Texto selecionado:
O
processo judicial que visa anular registro de marca concedido pelo
Inpi perante a Justiça Federal vem sendo tema de debate quanto aos
legitimados a figurar no polo passivo, bem como os efeitos de suas
manifestações e formas de ingresso na lide. Além disso, a natureza
jurídica do bem envolvido, o registro da marca, possui impactos e
efeitos em atos processuais como a composição, a possibilidade de
transigir sobre direitos marcários e os efeitos da revelia para a parte
que deixa de apresentar a devida contestação.
Com as recentes edições de portarias pela Justiça Federal do Rio de Janeiro
[1]
e a divulgação de artigos e estudos que indicam que o Inpi pode
transitar entre a figura de assistente para litisconsorte passivo da
demanda, a depender de seu posicionamento manifestado nos autos
[2],
passou-se a duvidar se o detentor de um registro de marca ou ainda um
terceiro interessado na nulidade de um ato do Inpi, como a manutenção de
indeferimento de um pedido de registro, pode, além de ser revel, sofrer
a aplicação dos efeitos da revelia.
Segundo Alexandre Freitas Câmara
[3],
revelia é simplesmente a ausência de contestação que deveria ser
apresentada pelo réu, sendo um fato processual que pode produzir efeitos
variados, tanto materiais quanto efeitos processuais. O efeito material
da revelia, de acordo com o artigo 344 do CPC, diz respeito à presunção
de veracidade do que fora alegado pelo autor. Porém, trata-se de uma
presunção
iuris tantum, admitindo prova em contrário quando o réu receber o processo no estado em que este se encontra.
É
sabido, portanto, que há uma diferença entre revelia e a aplicação dos
efeitos materiais da revelia.
Enquanto a primeira, conforme já
mencionado, é um fato processual, e a segunda implica em presunções de
veracidade acerca das alegações do autor. Porém, o artigo 345 do CPC
elenca hipóteses em que esses efeitos materiais da revelia não são
aplicados, como a apresentação de contestação por litisconsorte do réu
revel (obviamente quando há pluralidade de réus), nos termos do inciso I
do citado artigo.

Dados registrados:
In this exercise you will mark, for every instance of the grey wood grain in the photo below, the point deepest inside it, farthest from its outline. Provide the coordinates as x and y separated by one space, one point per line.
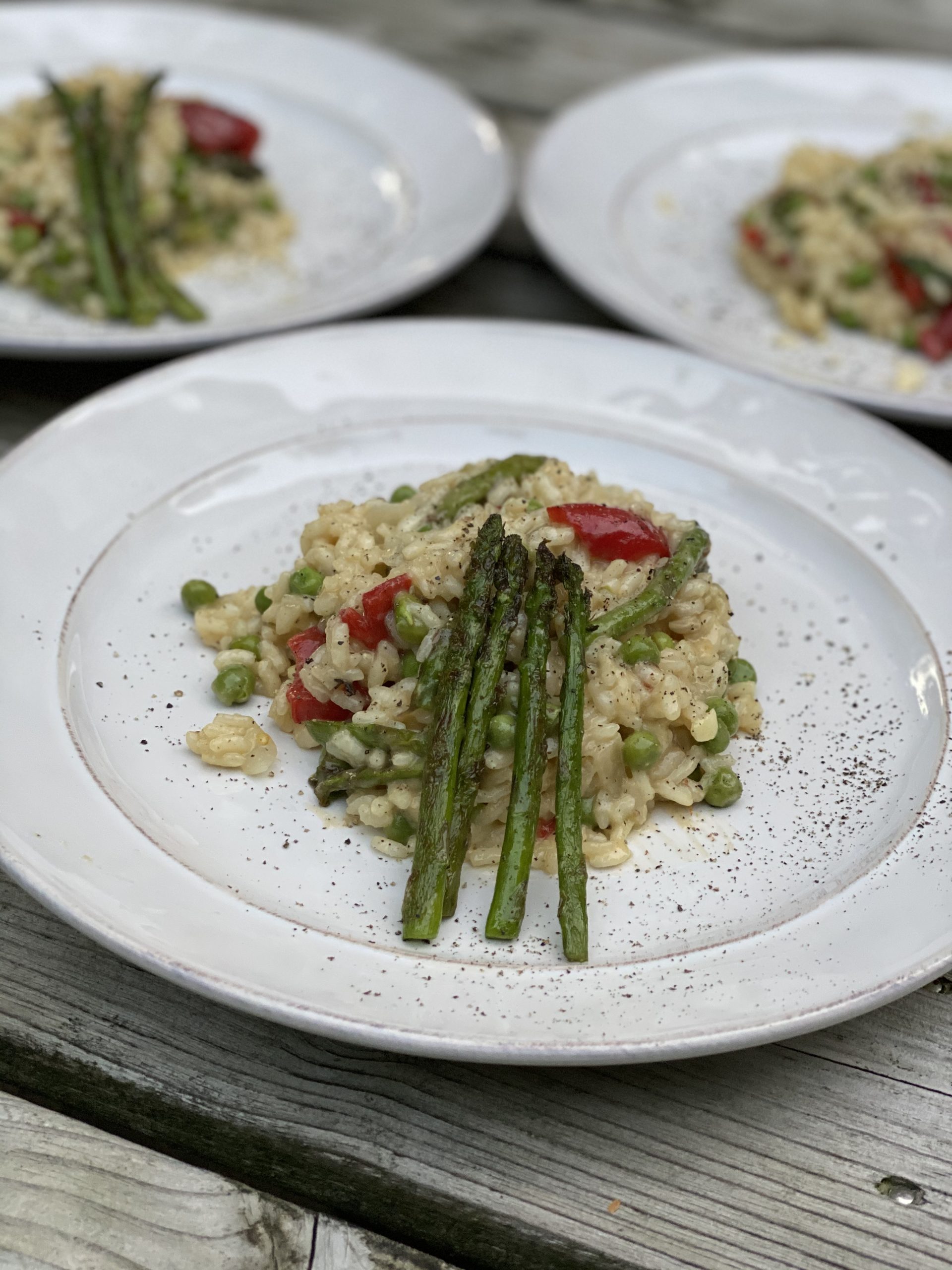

Detalhes do problema: Segundo o texto sobre revelia, qual artigo do CPC trata do efeito material da revelia, isto é, da presunção de veracidade do que o autor alegou?

Tarefa concluída: O artigo 344 do CPC.